Goal of the exercise:
Would you reproduce, word for word, only the lines from the one with "of the vertical" to the end of the listing below?

Excerpted data:
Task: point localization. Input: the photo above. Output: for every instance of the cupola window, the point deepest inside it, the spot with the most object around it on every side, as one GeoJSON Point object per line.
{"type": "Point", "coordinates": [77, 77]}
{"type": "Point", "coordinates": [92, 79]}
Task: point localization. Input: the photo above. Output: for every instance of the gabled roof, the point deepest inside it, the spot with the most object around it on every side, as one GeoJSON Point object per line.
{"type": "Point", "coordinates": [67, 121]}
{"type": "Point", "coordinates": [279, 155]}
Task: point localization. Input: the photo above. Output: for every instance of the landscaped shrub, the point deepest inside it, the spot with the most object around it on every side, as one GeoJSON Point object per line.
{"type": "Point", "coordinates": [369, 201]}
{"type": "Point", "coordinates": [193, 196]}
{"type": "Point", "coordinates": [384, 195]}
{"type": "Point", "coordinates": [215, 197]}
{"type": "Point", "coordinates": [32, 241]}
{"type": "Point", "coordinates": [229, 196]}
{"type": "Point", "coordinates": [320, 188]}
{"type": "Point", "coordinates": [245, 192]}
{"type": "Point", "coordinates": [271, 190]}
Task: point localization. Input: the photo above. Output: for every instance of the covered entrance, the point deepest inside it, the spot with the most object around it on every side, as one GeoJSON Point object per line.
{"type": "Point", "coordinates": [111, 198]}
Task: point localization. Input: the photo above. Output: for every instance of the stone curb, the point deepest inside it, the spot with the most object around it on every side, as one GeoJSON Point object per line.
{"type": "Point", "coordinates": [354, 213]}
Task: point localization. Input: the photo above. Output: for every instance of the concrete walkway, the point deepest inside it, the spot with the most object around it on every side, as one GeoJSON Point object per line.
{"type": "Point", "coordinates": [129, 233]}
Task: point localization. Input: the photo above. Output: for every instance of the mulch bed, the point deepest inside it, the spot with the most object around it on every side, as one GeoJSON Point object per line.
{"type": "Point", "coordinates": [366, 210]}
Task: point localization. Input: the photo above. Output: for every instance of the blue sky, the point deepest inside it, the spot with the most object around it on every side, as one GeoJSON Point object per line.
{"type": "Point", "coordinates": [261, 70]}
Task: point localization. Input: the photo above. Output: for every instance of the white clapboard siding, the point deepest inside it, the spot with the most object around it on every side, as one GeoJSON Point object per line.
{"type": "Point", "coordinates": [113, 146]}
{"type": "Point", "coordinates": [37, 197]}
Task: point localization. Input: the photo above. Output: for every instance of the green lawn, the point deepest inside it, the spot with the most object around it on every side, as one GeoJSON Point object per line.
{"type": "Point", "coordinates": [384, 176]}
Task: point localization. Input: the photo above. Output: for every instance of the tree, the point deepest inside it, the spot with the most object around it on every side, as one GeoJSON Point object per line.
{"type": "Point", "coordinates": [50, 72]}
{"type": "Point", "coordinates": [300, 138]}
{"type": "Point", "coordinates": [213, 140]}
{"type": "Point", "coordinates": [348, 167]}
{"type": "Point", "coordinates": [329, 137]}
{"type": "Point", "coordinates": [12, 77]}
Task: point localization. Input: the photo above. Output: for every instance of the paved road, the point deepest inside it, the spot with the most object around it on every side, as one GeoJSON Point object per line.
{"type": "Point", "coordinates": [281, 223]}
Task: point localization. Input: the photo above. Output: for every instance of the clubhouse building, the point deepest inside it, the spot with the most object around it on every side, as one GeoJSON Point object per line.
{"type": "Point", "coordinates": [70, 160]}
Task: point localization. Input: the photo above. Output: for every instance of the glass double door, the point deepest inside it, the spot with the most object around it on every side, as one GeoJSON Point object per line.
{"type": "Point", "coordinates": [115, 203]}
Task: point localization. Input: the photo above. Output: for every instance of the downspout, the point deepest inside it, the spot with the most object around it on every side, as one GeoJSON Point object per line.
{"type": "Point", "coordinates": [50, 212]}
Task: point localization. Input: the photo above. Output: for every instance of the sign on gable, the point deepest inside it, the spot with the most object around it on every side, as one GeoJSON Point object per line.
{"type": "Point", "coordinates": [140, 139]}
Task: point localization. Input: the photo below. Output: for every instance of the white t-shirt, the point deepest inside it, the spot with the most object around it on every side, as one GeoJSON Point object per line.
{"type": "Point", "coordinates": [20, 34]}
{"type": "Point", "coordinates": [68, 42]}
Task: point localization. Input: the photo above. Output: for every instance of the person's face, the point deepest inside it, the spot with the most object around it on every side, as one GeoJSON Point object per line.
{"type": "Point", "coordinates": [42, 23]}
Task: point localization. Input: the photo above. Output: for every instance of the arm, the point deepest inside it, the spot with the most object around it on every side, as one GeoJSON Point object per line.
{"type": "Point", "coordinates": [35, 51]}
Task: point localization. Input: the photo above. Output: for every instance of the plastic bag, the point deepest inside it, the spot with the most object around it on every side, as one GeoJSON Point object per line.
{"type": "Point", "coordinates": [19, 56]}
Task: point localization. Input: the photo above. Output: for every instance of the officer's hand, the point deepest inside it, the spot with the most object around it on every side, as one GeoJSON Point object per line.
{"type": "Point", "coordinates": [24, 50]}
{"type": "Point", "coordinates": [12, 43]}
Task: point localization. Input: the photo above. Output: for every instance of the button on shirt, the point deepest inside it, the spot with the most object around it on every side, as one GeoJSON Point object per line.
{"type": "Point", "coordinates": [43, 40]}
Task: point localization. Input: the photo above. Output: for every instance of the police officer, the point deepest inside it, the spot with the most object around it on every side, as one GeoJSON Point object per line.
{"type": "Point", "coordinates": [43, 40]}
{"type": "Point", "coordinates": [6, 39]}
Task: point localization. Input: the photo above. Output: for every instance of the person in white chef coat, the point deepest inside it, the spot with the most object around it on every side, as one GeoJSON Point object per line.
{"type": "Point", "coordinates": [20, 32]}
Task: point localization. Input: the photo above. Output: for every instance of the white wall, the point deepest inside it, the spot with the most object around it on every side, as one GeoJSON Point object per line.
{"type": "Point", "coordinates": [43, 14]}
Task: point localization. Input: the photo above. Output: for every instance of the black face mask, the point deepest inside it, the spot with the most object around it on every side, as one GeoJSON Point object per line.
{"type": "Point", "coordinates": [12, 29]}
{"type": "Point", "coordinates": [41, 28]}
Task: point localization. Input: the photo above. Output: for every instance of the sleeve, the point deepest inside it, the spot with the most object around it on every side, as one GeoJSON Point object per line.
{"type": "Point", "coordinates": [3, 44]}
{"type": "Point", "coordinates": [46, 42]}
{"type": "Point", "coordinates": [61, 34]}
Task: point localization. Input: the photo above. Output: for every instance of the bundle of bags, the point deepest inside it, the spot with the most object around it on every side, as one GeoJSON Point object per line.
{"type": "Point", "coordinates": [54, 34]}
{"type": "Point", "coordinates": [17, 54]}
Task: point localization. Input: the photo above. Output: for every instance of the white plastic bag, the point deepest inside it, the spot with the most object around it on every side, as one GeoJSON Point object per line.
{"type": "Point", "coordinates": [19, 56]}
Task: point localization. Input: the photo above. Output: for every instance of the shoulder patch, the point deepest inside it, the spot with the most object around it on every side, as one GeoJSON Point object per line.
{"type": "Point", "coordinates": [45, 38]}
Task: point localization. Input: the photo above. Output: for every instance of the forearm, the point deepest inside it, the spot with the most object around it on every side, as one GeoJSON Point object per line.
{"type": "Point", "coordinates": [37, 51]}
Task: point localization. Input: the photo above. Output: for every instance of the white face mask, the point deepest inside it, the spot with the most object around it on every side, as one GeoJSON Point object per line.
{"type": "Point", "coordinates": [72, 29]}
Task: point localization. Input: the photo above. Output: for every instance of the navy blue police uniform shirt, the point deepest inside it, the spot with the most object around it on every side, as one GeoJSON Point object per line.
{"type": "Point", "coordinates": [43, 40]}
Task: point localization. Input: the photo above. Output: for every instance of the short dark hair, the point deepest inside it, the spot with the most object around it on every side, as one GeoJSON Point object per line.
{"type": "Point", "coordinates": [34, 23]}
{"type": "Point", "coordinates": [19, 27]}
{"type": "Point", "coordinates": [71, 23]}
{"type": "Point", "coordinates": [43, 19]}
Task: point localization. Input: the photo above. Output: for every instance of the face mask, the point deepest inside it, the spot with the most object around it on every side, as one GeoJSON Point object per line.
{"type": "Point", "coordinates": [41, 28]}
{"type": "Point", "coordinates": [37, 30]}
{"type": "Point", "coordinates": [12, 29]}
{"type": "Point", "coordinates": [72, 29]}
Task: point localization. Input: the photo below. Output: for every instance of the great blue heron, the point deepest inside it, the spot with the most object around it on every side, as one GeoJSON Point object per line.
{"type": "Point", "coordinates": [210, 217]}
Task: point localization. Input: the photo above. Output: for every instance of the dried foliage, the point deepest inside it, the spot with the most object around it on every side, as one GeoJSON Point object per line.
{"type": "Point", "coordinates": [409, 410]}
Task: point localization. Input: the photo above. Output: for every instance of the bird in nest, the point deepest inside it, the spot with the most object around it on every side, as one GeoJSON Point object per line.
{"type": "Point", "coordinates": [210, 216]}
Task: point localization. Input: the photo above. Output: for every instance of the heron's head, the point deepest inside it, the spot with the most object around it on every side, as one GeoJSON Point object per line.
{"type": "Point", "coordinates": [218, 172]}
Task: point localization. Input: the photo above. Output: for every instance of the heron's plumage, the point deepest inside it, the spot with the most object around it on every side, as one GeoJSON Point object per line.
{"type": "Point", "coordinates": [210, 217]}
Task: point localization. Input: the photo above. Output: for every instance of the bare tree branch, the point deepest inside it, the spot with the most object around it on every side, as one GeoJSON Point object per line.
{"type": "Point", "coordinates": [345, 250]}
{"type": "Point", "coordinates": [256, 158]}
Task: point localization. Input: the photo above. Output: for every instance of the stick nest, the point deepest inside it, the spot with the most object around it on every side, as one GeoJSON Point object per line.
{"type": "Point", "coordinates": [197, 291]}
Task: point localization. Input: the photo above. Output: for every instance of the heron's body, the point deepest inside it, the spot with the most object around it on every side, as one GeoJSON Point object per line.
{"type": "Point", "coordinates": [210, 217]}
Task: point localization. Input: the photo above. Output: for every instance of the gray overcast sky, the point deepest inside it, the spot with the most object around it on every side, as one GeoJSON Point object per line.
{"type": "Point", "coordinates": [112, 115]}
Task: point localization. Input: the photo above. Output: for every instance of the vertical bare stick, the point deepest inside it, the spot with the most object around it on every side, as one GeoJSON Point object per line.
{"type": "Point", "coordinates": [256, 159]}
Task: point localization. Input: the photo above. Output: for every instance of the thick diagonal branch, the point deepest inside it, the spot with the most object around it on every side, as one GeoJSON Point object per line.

Output for this exercise:
Task: point localization. Input: the photo above. Output: for every instance of the vertical bare stick, the point deepest inside it, the spot with the most object around it on every side, as one GeoJSON Point object per line.
{"type": "Point", "coordinates": [256, 159]}
Task: point localization. Input: the photo above. Output: for every instance of the thick diagonal branch, the point deepest inside it, the spot with the most object around it on every side, as one GeoJSON Point object per line.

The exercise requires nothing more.